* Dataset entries
*** Begin section ***
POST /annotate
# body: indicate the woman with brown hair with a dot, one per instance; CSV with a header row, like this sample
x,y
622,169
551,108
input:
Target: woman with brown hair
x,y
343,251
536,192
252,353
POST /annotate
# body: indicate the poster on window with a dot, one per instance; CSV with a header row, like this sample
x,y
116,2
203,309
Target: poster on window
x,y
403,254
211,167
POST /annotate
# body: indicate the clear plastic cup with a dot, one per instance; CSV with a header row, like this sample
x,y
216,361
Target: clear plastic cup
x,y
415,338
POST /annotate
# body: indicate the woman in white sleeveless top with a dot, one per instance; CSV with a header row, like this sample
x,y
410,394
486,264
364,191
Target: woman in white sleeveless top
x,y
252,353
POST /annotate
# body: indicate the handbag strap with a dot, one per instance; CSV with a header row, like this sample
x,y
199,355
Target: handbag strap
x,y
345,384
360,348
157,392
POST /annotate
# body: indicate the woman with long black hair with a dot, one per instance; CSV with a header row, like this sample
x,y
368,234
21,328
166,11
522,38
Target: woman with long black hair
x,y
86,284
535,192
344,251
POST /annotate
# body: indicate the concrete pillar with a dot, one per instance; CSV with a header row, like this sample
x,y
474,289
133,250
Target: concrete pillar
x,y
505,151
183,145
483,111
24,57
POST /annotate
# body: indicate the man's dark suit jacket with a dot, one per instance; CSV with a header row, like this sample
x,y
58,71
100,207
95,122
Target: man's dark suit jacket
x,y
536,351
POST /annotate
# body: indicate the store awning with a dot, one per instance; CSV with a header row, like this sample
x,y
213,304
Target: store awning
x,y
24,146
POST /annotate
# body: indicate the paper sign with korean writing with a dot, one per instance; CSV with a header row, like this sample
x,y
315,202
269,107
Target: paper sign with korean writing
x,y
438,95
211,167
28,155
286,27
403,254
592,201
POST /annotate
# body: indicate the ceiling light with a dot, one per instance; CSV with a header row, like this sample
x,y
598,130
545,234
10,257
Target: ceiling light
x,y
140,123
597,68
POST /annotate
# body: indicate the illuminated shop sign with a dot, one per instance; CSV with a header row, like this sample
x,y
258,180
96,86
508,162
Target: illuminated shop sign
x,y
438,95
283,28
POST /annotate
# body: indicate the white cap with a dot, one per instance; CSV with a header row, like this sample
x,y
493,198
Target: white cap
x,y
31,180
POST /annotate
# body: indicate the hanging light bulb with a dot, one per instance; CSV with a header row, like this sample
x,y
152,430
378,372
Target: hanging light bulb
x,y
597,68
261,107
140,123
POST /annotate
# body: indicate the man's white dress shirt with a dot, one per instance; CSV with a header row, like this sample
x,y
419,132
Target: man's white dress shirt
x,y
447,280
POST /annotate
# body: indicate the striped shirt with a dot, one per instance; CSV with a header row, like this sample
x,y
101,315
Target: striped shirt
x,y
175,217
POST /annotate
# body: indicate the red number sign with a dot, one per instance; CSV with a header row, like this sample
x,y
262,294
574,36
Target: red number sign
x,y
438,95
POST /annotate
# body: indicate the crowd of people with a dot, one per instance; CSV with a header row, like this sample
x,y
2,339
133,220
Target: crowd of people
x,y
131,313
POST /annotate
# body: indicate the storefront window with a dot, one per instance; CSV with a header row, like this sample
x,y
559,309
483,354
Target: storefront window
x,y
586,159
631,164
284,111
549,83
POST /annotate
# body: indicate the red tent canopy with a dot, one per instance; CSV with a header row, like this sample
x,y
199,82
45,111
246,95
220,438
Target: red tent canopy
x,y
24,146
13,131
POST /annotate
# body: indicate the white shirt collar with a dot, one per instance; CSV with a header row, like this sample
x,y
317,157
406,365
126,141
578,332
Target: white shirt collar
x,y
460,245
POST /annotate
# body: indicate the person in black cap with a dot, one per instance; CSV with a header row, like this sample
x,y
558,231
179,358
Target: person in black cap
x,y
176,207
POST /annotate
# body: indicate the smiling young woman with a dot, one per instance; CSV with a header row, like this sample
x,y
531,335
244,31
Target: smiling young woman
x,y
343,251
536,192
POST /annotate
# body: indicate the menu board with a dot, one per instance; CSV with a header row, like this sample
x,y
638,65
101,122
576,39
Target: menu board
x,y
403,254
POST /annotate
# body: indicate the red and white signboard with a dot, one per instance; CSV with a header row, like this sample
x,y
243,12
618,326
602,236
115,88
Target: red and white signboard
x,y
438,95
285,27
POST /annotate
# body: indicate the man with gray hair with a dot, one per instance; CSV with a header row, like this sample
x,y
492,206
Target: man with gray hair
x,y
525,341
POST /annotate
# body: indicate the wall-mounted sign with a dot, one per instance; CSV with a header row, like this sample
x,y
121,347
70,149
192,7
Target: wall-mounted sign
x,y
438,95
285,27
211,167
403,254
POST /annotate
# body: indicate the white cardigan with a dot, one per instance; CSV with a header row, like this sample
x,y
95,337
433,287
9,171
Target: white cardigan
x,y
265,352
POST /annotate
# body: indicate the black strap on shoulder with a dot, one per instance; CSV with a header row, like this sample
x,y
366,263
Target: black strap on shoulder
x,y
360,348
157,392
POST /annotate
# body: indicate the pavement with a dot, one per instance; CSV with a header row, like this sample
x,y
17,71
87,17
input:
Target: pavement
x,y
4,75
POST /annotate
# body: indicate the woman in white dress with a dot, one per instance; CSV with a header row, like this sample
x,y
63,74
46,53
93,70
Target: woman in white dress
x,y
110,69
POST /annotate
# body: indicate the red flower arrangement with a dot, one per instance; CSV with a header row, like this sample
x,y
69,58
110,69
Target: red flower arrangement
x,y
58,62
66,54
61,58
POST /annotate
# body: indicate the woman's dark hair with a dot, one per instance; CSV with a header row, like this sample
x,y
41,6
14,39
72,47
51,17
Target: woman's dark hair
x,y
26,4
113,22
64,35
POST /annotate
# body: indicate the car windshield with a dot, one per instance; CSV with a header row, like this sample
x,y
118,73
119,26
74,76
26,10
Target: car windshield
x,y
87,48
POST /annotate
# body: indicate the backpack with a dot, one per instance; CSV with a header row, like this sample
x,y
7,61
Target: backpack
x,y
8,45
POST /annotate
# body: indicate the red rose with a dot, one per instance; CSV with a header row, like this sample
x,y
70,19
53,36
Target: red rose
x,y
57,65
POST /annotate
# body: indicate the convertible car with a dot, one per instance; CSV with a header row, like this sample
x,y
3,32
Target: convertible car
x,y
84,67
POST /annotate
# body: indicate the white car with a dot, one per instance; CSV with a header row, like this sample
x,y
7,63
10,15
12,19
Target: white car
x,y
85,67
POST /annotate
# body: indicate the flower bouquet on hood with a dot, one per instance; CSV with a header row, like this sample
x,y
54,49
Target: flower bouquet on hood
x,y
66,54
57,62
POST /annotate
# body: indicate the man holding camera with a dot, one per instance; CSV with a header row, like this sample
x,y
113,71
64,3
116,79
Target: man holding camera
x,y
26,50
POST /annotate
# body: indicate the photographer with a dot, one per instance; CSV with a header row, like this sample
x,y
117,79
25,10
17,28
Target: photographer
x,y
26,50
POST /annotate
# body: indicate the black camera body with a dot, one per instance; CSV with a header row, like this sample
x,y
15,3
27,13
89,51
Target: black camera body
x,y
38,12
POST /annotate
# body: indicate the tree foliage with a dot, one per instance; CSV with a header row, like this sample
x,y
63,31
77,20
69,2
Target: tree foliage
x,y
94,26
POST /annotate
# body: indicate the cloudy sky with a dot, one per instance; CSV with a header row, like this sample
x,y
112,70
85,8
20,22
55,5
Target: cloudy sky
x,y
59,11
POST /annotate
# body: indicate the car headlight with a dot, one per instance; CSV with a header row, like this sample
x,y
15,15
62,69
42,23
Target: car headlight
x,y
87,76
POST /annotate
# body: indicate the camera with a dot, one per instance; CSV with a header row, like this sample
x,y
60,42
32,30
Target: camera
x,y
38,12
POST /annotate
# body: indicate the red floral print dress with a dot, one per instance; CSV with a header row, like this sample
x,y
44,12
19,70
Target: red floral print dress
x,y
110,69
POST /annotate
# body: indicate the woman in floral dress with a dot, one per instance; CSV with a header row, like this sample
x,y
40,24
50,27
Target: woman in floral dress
*** End section ***
* DIRECTIONS
Beginning with the line that holds "# body: indicate the woman in floral" and ending with the last line of the data, copy each line exactly and add nothing.

* WORKED SOLUTION
# body: indicate the woman in floral dress with a dot, one per instance; CSV with a header row, like this sample
x,y
40,24
50,27
Target: woman in floral dress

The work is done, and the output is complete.